課題内容 1
印象術についての本文で、一文の長さの目安は何文字くらいまでとされているか。
課題内容 2
印象術についての本文を、最後の文の後から書き継ぐこと。

本文部分
***
「得意先が、自分の顔と名前を覚えてくれない」、「能力も実績もあるのに、社内で引き立てられない」といった、自分の印象の乏しさから生じる問題。
ビジネスパーソンの少なからずは、こうした問題に悩んでいます。
人の印象は後天的に改善可能
人の印象は、先天的な要素が大きいイメージがありますね。
ですが、実は後天的に改善できると説くのは、フリーアナウンサーの名和田知加さんです。
名和田さんは、好印象を与えるスキルを1冊の書籍『アナウンサーがやっている! 1分で心に刺さる印象術』(彩図社)にまとめています。
そこには、アナウンサーという、好印象が必須の職業で培われたノウハウが、惜しみなく公開されています。
その全部は紹介しきれませんが、いくつかをピックアップしてみましょう。
9割の情報を捨てて印象づける
異業種交流会などで自己紹介をする時は、「自分をもっとアピールしたい」と力んで、いろいろな情報を盛り込むものです。
ですが、名和田さんがすすめるのは、「情報を絞る」。
まずは「自分は〇〇な人、〇〇の人だと見られる」と印象づけたい軸を決め、それ以外の9割は捨てるくらいで考えるとよいそうです。
例えば、「営業も人材育成も経理も得意です。どこに配置されても大丈夫です。困ったことがあれば何でも私にお任せくださいね」という自己紹介。
短いですが、これでも情報量は多いのです。
名和田さんは、「情報がたくさんあると、そのぶん印象が薄れます」と説明します。
そこで、「営業歴は〇年で一番長いです。中でも〇〇な営業を得意としています」と、中身を絞ります。
9割捨てて、アピールポイントは「最大でも2つ」。この点に留意すれば、第一印象で差をつけることができます。
一文を短く話すが勝ち
影響力のある経営者、政治家、芸能人の話し方には、ある共通点があるそうです。
それは、一文が短いこと。
名和田さんは、自分の話をわかりやすく、印象強く伝えるには、この点を肝に銘じるようにアドバイスします。
目安は70文字くらいまで。そして、主語と述語は1つずつにとどめます。
丁寧に話そうとして「~ですけれども」「~でございますが」といった言葉でつなぎがちになりますが、長くなるほど聞き手は、話がわかりにくいと感じます。
結果、何の印象も残らないままに…。
どうしても長くなってしまう場合も、接続詞は1つまでと覚えておきましょう。
「近寄らないでバリア」を張っていませんか
印象に残りにくい人というより、近寄りがたい印象を持たれ損をしている人も多いと、名和田さんは指摘します。
***
データ行
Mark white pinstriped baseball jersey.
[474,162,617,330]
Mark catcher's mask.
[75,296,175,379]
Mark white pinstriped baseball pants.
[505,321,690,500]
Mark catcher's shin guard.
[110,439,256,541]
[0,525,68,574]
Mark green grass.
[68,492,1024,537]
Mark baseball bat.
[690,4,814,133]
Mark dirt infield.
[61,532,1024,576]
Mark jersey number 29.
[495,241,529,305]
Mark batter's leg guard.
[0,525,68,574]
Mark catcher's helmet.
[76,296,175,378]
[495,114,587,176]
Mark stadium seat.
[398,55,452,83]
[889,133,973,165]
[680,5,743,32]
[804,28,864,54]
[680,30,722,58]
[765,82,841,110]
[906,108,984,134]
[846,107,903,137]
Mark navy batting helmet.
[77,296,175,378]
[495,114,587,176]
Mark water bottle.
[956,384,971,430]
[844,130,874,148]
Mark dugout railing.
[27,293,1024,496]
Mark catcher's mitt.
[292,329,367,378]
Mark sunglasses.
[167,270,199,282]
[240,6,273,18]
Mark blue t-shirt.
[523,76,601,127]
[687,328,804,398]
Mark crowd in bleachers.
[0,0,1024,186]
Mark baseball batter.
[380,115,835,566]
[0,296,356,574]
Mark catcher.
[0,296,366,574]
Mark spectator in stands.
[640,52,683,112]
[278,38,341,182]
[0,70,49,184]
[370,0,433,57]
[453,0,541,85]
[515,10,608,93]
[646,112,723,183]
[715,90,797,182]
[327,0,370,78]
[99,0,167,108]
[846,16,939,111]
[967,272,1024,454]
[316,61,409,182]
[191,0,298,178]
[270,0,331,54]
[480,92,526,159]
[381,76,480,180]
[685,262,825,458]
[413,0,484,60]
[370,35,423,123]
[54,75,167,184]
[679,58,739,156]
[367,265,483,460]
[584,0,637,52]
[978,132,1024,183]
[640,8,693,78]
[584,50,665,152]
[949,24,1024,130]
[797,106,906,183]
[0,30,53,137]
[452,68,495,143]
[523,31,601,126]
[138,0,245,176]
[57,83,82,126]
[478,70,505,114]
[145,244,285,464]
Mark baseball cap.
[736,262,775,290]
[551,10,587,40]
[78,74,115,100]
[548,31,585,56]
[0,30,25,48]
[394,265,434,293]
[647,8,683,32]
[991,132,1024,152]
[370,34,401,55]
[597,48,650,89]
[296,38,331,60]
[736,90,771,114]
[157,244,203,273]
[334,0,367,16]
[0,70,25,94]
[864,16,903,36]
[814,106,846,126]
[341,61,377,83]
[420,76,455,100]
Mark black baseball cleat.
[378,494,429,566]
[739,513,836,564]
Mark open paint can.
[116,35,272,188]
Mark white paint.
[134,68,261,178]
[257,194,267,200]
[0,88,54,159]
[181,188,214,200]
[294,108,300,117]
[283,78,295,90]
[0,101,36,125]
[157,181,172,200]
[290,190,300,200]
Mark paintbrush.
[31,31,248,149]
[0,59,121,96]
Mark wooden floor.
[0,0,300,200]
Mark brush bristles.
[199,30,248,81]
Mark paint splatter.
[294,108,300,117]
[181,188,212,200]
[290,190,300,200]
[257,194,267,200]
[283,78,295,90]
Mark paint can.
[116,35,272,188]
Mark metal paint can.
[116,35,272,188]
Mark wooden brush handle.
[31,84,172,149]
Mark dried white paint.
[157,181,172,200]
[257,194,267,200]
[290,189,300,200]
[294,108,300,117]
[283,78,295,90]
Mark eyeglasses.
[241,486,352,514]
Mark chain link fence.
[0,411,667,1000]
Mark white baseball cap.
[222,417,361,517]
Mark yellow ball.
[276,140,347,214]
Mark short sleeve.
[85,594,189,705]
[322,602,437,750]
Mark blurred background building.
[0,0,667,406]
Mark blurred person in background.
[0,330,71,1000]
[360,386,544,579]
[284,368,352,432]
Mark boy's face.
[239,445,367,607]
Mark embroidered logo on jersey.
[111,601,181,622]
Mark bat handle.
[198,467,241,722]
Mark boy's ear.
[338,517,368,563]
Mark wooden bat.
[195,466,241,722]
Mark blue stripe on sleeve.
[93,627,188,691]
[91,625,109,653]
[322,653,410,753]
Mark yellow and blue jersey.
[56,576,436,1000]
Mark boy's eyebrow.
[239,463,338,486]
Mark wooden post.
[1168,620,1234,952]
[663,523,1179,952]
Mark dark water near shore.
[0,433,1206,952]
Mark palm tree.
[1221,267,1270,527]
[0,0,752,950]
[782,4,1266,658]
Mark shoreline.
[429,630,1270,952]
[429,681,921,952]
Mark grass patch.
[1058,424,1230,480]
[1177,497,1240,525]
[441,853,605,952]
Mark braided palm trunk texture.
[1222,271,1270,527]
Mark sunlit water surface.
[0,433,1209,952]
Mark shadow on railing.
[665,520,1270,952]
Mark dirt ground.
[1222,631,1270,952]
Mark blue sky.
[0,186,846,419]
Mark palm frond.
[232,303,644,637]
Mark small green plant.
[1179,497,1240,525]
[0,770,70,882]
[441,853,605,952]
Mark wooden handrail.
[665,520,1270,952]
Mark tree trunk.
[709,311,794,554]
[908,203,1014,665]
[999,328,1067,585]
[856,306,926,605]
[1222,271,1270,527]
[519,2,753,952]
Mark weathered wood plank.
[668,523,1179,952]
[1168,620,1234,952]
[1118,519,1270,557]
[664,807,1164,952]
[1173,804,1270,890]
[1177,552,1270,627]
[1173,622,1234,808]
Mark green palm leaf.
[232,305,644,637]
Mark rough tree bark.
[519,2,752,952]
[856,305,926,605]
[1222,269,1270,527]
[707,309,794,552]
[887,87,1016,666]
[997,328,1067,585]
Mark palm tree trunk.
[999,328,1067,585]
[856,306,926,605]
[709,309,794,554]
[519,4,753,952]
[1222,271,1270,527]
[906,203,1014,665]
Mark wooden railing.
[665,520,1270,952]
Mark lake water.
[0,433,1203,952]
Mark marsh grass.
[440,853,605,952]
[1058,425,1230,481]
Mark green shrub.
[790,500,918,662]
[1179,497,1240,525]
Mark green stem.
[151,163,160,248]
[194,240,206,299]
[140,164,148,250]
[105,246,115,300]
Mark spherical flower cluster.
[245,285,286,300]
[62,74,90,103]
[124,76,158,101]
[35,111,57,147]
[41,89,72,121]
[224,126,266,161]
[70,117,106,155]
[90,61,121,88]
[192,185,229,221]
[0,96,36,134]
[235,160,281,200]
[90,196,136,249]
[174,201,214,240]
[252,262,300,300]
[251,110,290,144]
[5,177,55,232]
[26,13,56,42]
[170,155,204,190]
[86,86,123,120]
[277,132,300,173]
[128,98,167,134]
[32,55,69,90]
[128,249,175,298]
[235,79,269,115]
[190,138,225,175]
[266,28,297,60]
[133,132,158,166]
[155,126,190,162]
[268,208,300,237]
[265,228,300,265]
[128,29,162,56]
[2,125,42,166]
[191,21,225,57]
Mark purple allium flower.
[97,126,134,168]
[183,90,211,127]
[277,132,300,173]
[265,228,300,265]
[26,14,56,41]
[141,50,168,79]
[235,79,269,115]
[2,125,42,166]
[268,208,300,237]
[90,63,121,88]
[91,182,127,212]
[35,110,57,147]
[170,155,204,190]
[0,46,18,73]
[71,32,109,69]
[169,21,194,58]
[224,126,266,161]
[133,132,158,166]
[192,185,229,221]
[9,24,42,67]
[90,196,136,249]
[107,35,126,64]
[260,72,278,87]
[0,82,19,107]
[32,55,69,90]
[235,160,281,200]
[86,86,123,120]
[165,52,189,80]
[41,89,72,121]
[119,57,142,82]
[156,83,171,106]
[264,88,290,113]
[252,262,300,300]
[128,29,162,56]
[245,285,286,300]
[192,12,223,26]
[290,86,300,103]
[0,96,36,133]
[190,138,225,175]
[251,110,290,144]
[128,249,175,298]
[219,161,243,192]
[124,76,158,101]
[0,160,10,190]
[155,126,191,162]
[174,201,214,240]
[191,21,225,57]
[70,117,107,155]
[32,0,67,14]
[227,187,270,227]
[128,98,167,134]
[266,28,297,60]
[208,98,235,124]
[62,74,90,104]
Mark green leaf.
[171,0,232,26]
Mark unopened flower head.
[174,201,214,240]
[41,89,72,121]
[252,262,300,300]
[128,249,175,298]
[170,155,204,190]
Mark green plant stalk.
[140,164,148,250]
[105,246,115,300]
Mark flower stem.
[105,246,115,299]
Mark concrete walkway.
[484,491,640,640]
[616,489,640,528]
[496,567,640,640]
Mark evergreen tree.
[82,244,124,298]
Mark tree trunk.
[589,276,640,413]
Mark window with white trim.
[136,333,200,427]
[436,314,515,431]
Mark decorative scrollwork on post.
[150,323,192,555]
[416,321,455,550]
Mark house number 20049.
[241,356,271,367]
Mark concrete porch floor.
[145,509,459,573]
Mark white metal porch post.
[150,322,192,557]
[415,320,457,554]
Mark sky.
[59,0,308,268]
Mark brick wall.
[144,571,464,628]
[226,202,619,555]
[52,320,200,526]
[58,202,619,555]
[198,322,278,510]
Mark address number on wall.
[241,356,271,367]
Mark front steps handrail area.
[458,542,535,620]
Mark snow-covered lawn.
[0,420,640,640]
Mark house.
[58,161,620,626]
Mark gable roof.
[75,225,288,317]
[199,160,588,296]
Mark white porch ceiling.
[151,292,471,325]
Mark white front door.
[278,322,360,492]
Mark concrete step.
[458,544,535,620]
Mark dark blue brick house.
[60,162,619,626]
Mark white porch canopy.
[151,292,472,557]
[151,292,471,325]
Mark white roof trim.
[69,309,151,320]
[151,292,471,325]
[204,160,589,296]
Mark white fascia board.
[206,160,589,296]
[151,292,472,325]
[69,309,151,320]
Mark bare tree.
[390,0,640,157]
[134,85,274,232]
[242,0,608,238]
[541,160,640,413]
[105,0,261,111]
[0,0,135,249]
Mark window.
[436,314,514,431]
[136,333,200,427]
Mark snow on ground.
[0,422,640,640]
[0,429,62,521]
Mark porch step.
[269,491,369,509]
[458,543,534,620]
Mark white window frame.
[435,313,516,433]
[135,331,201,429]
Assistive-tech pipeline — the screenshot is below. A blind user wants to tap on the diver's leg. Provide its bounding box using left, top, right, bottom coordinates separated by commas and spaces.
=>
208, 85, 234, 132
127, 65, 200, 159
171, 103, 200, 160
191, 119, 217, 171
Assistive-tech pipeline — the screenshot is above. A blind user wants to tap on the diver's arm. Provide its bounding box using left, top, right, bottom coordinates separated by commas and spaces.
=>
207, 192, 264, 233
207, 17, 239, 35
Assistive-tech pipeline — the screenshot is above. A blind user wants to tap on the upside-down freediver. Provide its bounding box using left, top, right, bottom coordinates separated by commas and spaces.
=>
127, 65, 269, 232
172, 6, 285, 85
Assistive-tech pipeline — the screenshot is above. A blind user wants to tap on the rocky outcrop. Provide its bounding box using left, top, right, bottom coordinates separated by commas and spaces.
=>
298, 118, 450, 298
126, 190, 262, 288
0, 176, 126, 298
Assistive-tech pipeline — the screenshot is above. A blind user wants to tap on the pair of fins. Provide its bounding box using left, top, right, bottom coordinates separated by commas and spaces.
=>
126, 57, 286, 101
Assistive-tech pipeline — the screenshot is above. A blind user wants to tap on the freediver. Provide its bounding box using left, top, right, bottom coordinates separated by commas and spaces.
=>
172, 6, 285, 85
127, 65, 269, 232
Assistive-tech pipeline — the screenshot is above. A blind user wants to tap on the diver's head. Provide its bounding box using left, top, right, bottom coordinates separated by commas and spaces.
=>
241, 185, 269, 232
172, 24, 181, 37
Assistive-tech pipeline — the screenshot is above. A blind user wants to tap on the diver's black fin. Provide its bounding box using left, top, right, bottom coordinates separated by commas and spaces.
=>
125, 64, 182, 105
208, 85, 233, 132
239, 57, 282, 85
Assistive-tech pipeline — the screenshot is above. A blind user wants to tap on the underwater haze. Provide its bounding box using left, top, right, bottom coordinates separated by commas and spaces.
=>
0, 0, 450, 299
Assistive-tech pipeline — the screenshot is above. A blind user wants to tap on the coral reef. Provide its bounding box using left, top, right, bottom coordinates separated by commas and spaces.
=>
***
想定回答 1
70文字くらいまで。

想定回答 2
こうなるのは、周囲との間に「近寄らないでバリア」を張っているからだそう。
以下の3項目以上に該当すれば、そんなバリアを張っている可能性が大きいです。
<近寄りがたい人チェックリスト>
- 無表情でいる人
- わかったフリをする人
- 「凡人ではない」と抵抗感を示す人
- 下品ではないと無言の主張をする人
- 自分の情報を隠しがちな人
- やたら時間をかけて答えを考えている人
- 謙虚過ぎる人
3つ以上当てはまる人はご注意を!
バリアを張ってしまう原因は、自身のなさや劣等感から「素直になれない」ことにあるそうです。
それを隠そうとしても、「周囲にはバレバレ」で、他者との溝が深まります。
バリア解除の第一歩として、名和田さんは「私たちの周囲の人間は想像以上に“頼ってくれてもいいのに”と思っている」ことを知るのが大事だと述べます。
そして、悩みをざっくばらんに打ち明けることも。
例えばこんな風にです。
「こんなことで悩んでいるって言ったら笑われちゃうかもしれないんですが」
「たいしたことじゃないんですが、実は…」
などと切り出して、悩み事の締めくくりは、
「もーホント、自分でも笑っちゃいます」
「いやー、なんか抜けちゃうんですよね」
などさらっと言ってみましょう。 (本書180pより)
「自分は完璧ではない」と素直になることで、バリアは外れていき、人からの印象度もポジティブなものへと変わっていくのです。
本書にはこのほか、アナウンサーならではのコツをふまえた、身だしなみルールや賢く聞き出す質問の仕方など、相手にまた会いたいと思わせる技が網羅されています。
自分の印象を改善したいと思っている方は、読んでみるとよいでしょう。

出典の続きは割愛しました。